At a recent conference on experimental economics, John List, professor of economics at the university of chicago, shared a beer with other delegates and opined, “I think I used to be the most hated guy in this field.” His drinking companions jovially assured him that he still was.
So why the sharp elbows from his colleagues? Quite simply, List’s attention to the nuts and bolts of experimental method has demolished some of the most cherished results in the cool field of behavioural economics.
Consider a class of experimental games much cited by those who dispute the classical model of rational economic choice. There is the “ultimatum” game, in which player A (Anna) is given $10 and asked how much, if any, she proposes to offer to player B (Bernard). Bernard can accept the offer, but if he rejects it, neither Anna nor Bernard get anything. If Anna and Bernard were rational income-maximisers, Anna would offer one cent and Bernard would accept it as better than nothing. This never happens, so Anna and Bernard are not rational income-maximisers.

(Collected data entries)
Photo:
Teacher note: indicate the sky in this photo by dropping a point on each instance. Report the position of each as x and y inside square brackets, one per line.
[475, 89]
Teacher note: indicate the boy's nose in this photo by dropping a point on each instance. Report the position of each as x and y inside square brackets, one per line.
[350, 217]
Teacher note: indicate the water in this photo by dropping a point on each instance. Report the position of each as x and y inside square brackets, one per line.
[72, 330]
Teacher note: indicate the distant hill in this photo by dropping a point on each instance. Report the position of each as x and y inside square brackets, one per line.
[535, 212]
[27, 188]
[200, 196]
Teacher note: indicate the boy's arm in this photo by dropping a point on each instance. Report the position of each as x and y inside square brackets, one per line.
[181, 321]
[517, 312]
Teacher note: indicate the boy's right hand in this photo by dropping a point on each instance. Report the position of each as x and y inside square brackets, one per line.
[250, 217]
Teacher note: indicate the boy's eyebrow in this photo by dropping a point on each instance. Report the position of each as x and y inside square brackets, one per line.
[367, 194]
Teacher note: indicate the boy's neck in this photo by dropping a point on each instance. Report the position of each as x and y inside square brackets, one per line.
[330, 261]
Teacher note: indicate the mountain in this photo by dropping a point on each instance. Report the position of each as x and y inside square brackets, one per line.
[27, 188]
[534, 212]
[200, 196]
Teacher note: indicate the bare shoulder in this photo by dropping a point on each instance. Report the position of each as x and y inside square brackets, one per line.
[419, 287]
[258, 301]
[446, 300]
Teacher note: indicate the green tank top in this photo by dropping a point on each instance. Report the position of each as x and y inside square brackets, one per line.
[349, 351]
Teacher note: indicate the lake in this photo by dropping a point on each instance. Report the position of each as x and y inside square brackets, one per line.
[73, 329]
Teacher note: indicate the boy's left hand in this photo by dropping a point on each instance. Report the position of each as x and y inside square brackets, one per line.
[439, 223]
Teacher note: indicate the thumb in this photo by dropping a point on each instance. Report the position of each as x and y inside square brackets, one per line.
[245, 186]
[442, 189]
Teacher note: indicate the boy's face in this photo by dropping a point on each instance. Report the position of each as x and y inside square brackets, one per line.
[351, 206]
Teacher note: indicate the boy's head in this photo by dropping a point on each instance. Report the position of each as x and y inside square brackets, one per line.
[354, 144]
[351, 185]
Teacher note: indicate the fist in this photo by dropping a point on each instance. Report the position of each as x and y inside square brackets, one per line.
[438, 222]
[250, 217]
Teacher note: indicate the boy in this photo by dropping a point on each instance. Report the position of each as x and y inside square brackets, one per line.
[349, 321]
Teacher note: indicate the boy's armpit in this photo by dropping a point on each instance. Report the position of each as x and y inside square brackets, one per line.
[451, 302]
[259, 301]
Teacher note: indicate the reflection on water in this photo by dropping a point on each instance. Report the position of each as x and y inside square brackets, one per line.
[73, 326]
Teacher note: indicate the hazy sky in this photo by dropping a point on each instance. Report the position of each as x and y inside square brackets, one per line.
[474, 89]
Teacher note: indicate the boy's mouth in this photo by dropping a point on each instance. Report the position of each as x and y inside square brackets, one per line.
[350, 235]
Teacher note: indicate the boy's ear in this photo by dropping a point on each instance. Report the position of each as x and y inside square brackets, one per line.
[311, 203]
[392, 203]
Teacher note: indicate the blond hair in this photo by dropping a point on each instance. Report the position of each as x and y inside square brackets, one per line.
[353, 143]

Goal 1
Please repeat the passage on experimental economics word for word, from "At a recent" up to and including "he still was.".
Goal 2
Go on with the passage on experimental economics, picking up right after its last sentence.

Right answer 1
At a recent conference on experimental economics, John List, professor of economics at the university of chicago, shared a beer with other delegates and opined, “I think I used to be the most hated guy in this field.” His drinking companions jovially assured him that he still was.

Right answer 2
Then there is the “dictator” game, introduced by Jack Knetsch, the Nobel laureate Daniel Kahneman and Richard Thaler, co-author of Nudge and perhaps the world’s leading behavioural economist. In the “dictator” game, Anna divides the $10 as before, but Bernard cannot reject her offer, so Anna can’t lose. Nevertheless, Anna will often throw Bernard two or three dollars. A third game, “gift exchange”, begins with Bernard offering Anna a payment. Anna then decides how to respond – effectively, an initial peace offering followed by “dictator”.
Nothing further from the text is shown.